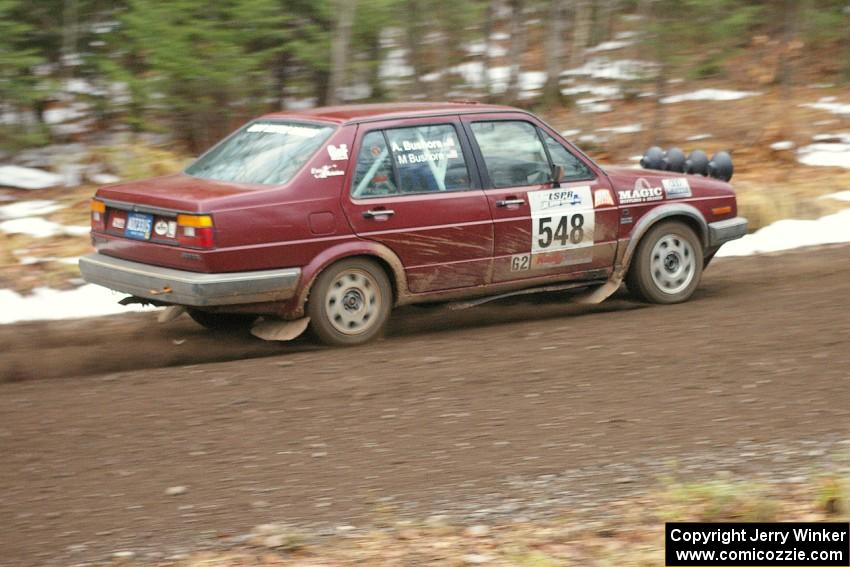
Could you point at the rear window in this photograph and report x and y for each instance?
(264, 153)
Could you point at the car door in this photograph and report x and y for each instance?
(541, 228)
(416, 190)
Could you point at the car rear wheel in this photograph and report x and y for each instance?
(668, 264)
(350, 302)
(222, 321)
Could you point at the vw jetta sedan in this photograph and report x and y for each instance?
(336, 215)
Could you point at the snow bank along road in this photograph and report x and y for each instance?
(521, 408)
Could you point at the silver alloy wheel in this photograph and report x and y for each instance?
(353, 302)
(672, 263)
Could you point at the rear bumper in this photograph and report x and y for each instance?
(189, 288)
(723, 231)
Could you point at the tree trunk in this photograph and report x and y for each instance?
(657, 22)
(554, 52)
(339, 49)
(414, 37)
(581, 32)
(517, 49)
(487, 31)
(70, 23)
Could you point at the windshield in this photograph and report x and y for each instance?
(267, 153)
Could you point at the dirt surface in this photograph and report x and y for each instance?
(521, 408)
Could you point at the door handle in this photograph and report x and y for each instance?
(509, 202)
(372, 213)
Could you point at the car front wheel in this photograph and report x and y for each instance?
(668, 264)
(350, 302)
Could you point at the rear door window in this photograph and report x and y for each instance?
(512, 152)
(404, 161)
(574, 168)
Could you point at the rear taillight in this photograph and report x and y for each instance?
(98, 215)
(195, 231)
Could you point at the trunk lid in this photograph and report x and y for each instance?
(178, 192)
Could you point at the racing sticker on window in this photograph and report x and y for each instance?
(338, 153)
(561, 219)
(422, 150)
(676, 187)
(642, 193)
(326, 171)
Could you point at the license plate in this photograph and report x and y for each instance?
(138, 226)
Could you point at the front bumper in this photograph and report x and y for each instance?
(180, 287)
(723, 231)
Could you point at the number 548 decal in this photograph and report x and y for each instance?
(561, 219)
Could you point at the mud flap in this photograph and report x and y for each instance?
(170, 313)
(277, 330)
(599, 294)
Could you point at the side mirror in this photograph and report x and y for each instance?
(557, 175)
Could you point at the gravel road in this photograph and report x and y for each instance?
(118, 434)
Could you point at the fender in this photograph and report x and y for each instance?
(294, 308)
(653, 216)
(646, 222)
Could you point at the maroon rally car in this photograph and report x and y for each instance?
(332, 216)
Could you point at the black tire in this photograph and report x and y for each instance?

==*==

TASK TO CARRY OUT: Please copy out the material above word for word, from the line containing "Could you point at the side" through the last line of the material, both ends included.

EXERCISE ANSWER:
Could you point at the side mirror in this photograph and report x and y for each instance?
(557, 175)
Could you point at the gravel road in this photograph and report x and y for each instance?
(118, 434)
Could you point at the fender in this photograph and report x and y for each instance?
(294, 308)
(653, 216)
(646, 222)
Could you point at the maroon rally car in this photograph and report x and y for each instance?
(332, 216)
Could you point at the black tire in this photograph and report x and y for each instance?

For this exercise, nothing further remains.